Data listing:
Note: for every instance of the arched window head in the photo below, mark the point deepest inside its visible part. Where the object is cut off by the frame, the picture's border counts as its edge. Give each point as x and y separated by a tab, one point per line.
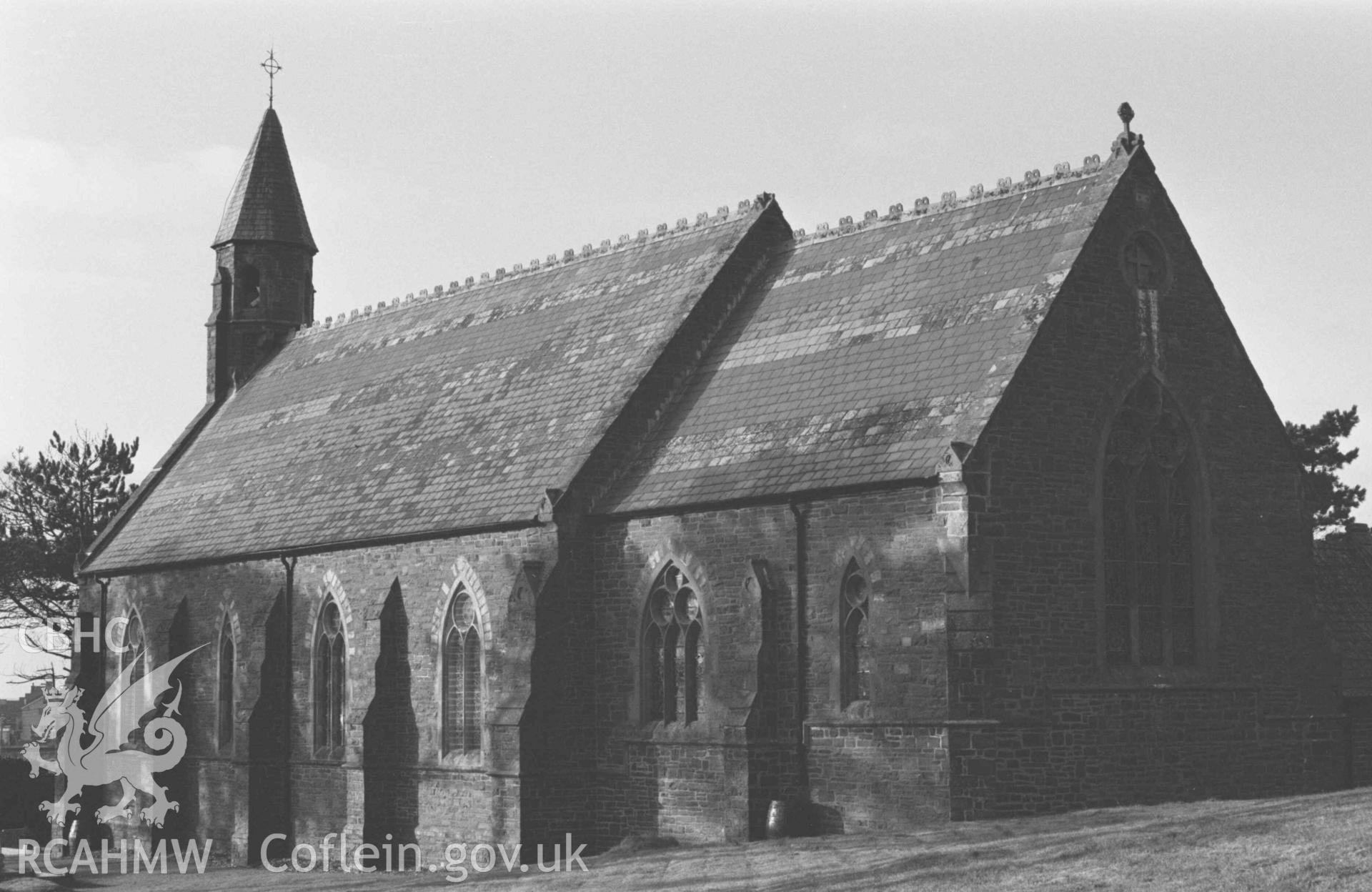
462	675
674	652
250	282
227	658
329	680
1148	514
855	647
135	652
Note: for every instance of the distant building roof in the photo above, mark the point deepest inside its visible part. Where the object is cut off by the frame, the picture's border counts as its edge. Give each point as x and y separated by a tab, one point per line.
265	204
1343	570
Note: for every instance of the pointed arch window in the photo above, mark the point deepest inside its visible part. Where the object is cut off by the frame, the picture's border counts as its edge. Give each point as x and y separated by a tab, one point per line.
1149	517
855	647
462	677
135	648
329	678
674	653
225	699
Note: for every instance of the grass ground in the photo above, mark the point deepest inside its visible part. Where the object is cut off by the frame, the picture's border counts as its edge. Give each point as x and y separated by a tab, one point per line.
1300	843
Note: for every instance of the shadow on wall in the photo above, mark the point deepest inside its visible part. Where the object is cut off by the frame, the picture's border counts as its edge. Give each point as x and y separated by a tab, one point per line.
269	738
390	736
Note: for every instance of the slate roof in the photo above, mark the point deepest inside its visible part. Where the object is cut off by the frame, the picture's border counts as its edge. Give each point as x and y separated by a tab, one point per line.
265	204
1343	571
454	412
870	352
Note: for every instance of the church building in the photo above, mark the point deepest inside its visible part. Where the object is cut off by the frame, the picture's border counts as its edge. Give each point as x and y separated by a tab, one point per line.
966	508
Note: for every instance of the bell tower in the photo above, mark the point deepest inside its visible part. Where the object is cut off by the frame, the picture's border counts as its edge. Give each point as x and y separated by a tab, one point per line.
265	257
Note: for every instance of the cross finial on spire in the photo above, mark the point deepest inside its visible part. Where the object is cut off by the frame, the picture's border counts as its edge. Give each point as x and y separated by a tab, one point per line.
1127	142
272	66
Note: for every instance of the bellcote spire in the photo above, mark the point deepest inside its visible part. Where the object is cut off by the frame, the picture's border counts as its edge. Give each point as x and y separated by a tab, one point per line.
264	253
265	204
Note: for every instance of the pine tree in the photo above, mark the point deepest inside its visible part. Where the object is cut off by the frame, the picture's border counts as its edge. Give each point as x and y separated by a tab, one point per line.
51	510
1330	500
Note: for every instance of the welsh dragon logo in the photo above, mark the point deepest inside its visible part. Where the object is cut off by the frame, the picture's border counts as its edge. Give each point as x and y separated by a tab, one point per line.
110	756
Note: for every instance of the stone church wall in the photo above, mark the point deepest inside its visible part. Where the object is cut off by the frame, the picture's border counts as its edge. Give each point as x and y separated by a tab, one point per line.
1066	732
393	601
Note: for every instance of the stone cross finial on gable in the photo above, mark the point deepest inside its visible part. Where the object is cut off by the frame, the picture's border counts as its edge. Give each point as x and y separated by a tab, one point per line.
271	66
1127	142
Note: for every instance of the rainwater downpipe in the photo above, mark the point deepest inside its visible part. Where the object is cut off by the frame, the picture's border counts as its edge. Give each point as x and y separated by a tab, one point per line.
290	696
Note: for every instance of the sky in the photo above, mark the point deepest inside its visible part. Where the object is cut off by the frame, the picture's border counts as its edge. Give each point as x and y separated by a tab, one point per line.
438	140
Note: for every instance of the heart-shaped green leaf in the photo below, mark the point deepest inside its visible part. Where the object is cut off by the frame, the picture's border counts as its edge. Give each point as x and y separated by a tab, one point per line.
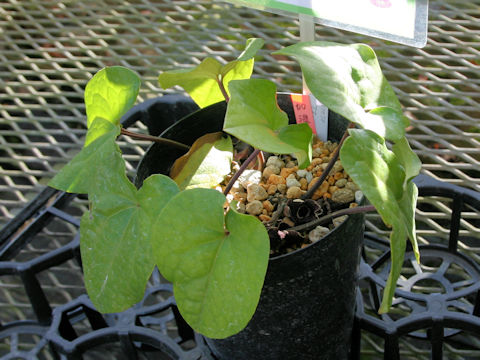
345	78
96	167
203	82
206	164
217	262
254	117
110	93
115	242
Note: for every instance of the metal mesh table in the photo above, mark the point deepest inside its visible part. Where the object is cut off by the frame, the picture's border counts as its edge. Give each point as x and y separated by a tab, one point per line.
49	49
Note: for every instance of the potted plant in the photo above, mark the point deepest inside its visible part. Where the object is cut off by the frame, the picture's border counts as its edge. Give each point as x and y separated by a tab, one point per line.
216	256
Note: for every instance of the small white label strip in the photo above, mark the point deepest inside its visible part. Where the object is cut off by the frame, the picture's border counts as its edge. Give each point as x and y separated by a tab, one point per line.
403	21
311	111
320	115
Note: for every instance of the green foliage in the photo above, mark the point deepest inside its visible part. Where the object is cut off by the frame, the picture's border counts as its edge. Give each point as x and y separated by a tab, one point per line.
116	241
254	117
349	81
204	83
110	93
206	164
381	175
216	262
92	170
215	257
345	78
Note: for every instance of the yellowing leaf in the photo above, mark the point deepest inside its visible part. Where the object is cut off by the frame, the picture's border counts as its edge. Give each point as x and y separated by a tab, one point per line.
206	164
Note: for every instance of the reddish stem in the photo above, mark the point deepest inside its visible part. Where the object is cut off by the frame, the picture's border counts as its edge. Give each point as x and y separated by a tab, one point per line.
235	177
329	167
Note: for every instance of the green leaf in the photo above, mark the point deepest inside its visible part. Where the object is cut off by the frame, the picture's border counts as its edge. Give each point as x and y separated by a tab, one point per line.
217	262
386	122
381	176
202	82
253	116
375	169
206	164
251	49
96	167
398	240
410	161
403	228
345	78
98	128
111	93
115	242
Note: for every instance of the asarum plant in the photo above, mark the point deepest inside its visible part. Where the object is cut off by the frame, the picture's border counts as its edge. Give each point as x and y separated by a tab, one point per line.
215	257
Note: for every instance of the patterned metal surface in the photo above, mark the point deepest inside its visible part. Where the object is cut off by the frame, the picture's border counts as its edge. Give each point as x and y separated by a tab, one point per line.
49	49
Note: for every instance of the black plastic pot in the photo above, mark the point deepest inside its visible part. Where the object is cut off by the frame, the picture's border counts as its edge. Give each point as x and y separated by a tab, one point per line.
307	303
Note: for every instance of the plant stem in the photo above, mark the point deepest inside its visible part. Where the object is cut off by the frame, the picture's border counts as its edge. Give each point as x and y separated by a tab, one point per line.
222	89
155	139
329	167
328	217
235	177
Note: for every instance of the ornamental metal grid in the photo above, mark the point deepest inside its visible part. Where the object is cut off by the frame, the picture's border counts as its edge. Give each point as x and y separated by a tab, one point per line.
49	49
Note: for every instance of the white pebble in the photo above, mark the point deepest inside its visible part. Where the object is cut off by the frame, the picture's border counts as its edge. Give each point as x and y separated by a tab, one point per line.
317	233
309	176
302	173
293	182
254	208
275	161
339	220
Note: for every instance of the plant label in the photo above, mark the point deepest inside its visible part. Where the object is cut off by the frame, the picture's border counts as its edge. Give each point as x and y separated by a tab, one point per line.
311	111
402	21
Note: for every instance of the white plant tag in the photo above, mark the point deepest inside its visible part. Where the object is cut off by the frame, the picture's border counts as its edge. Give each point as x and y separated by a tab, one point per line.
320	116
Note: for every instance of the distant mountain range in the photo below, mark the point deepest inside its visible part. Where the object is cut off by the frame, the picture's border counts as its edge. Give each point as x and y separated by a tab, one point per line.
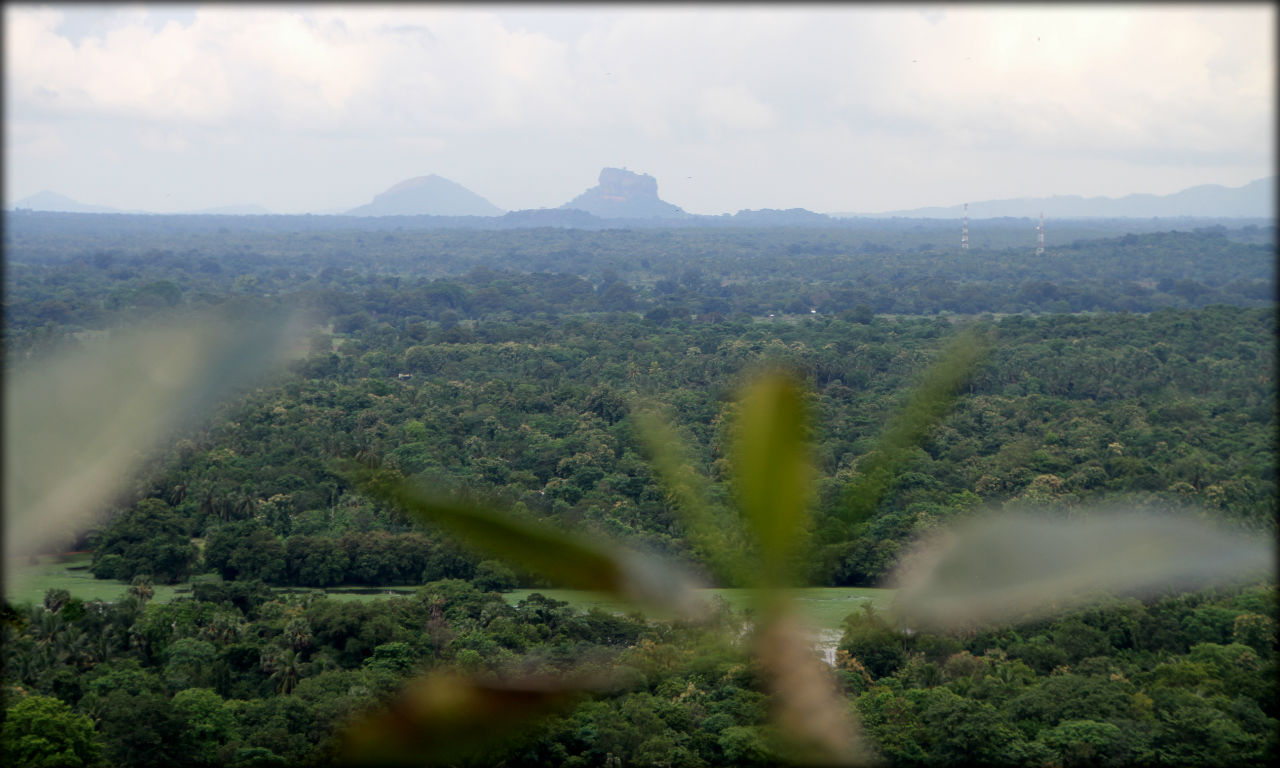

To be done:
Count the lines in the records above that contain the string "wall", matching case exactly, and give only the number.

Result for this task:
2